+++ Extracted text +++

But, again, the blog is doing ok despite me and by that I mean I’m averaging about…oh, I don’t know like around a dozen folks a day. I think. (Pretty sure it would be better for business if I lied and said my daily numbers rival Candy Crush but I’m not a liar unless it makes a post funnier in which case it is justified. Here  it’s just not. Also, I know my # of readers isn’t impressive compared to other blogs. But, if there’s one thing I’ve learned by still shopping in the kids department, it’s not to compare myself to others.) I’ve a little following outside the blessed motherland - and I don’t mean Texas. I mean internationally. Good to know my tyrannical rants, ill conceived notions and social awkwardness translate.

The blog is its own animal at this point is what I’m getting at. It lives beyond my laboratory and I figured I should make it better. Slap a little lipstick on it. So, I looked up what makes a great blog. Here’s what I found and I wish I’d never seen. Some are from, in fact, Blogging for Dummies.

Suggestion 1:
Update Often! Every two or three days!


Say what? Every two or three days? What could I possibly say every two or three days that anyone would want to hear except, congratulations, you’re a winner. Apparently though, it doesn’t matter how mundane. People like their blogs like their BMs: regular. Which, mine pretty much are thank you very much. Thank you, kale. But, again, what would I say? My sister told me about a blog where this woman just said what she does everyday and folks are clambering for it. Dear heavens, I don’t like knowing what I’ve done in the course of a day! In case you’re wondering though, drank coffee, went to see a man about dog (that's Southern for restroom break), wrote a post, not this one, oh, wait - before that I got husband off to work at 5:30AM - on a Saturday!!!! My son was already up watching TV. I went back to bed and couldn’t sleep because I was thinking about my book I’m still not finished writing. Finally got up at 8:15 because I wasn’t in the mood to lie in my own urine.

+++

**Challenge 1**
In the blog post, how often does Suggestion 1 say to update?
**Challenge 2**
Repeat the blog post word for word, starting with "But, again, the" and going on through "social awkwardness translate.".
These entries have no connection to the blog post.

+++ Record list +++

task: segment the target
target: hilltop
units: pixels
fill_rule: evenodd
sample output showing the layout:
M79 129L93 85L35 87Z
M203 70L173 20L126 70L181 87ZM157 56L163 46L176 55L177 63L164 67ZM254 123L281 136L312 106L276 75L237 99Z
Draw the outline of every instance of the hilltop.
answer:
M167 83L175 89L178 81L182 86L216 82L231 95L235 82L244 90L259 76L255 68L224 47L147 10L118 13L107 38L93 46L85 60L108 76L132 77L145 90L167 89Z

+++

**Right answer 1**
Every two or three days.

**Right answer 2**
But, again, the blog is doing ok despite me and by that I mean I’m averaging about…oh, I don’t know like around a dozen folks a day. I think. (Pretty sure it would be better for business if I lied and said my daily numbers rival Candy Crush but I’m not a liar unless it makes a post funnier in which case it is justified. Here  it’s just not. Also, I know my # of readers isn’t impressive compared to other blogs. But, if there’s one thing I’ve learned by still shopping in the kids department, it’s not to compare myself to others.) I’ve a little following outside the blessed motherland - and I don’t mean Texas. I mean internationally. Good to know my tyrannical rants, ill conceived notions and social awkwardness translate.